* **TASK INPUT**
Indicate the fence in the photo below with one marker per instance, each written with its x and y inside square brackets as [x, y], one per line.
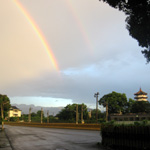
[57, 125]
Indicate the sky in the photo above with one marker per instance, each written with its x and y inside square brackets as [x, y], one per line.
[59, 52]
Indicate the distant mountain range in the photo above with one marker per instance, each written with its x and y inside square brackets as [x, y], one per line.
[25, 109]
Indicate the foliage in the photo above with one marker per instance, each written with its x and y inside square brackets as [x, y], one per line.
[116, 102]
[126, 136]
[129, 105]
[138, 20]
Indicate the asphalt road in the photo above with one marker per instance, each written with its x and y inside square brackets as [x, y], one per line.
[30, 138]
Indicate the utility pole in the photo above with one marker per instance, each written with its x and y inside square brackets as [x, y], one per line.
[106, 111]
[82, 114]
[96, 96]
[41, 115]
[48, 116]
[29, 118]
[76, 113]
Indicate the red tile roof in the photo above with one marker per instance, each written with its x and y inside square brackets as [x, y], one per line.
[140, 92]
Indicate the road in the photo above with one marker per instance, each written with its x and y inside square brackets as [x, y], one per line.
[30, 138]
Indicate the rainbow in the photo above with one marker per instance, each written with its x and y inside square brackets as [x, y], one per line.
[39, 34]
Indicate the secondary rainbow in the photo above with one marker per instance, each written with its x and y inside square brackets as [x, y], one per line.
[39, 33]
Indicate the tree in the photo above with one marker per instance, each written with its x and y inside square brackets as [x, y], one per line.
[140, 107]
[117, 102]
[5, 105]
[138, 20]
[129, 105]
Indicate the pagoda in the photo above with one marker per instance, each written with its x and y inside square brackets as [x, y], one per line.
[140, 96]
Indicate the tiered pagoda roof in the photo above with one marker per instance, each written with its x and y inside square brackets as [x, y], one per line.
[140, 92]
[140, 96]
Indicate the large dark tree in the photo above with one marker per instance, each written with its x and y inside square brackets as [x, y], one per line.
[138, 20]
[116, 102]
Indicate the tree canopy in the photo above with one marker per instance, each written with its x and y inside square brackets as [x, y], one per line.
[116, 102]
[138, 20]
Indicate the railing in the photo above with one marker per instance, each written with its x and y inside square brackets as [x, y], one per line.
[57, 125]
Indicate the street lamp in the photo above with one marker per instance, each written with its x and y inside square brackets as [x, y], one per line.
[96, 96]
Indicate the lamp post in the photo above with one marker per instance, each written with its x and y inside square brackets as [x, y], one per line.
[96, 96]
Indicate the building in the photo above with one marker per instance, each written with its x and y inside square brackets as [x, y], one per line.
[140, 96]
[14, 112]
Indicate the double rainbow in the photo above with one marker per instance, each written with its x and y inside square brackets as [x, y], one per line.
[39, 34]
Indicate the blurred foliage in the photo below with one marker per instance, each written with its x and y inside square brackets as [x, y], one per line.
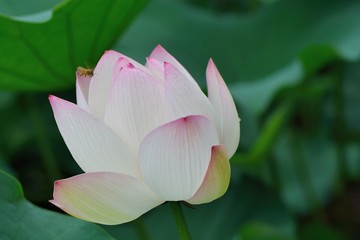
[41, 49]
[292, 66]
[36, 223]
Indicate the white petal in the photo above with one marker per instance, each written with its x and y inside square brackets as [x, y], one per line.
[160, 54]
[136, 105]
[82, 89]
[217, 178]
[174, 157]
[94, 146]
[100, 84]
[183, 98]
[228, 120]
[103, 197]
[156, 66]
[103, 76]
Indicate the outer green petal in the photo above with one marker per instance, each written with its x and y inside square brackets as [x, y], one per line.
[104, 197]
[217, 178]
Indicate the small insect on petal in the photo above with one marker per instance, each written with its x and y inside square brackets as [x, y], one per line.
[85, 71]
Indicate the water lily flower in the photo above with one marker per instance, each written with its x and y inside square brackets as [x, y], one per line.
[144, 135]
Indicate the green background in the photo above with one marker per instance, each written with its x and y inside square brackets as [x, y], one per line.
[292, 66]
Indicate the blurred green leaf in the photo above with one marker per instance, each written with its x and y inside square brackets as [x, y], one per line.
[41, 51]
[262, 231]
[351, 86]
[244, 201]
[274, 46]
[307, 170]
[20, 219]
[319, 230]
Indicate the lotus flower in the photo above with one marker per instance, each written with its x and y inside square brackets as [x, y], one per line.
[144, 135]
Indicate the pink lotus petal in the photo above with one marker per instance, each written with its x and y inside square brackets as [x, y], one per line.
[228, 120]
[183, 97]
[174, 157]
[156, 67]
[104, 197]
[82, 89]
[94, 146]
[103, 76]
[217, 178]
[136, 105]
[160, 54]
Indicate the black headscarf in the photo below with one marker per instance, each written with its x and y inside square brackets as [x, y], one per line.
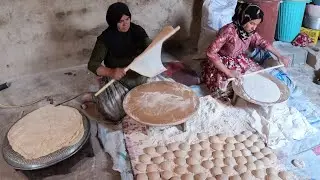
[244, 13]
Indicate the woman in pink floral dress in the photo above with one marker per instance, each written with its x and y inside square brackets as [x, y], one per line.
[227, 53]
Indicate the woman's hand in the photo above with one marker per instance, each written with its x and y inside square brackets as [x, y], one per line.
[117, 73]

* **THE PROBLEM**
Write out everything from the line containing "Indicate the black" down to the end of the records, both ends included, and omit the pictures.

* **RESPONSE**
Indicate the black headscarf in the photo below with one marker per instance, each written with its x and y inside square brackets as [x, y], one per line.
[244, 13]
Indicate the woman in pink floral dress in the photo above with one marker per instance, each written with its x and y inside square brackets as [x, y], one per line.
[227, 53]
Indicate the woman's hand in the photo above with one marker per instance, each written with its x and y inside square brackets as [x, y], one per line.
[117, 73]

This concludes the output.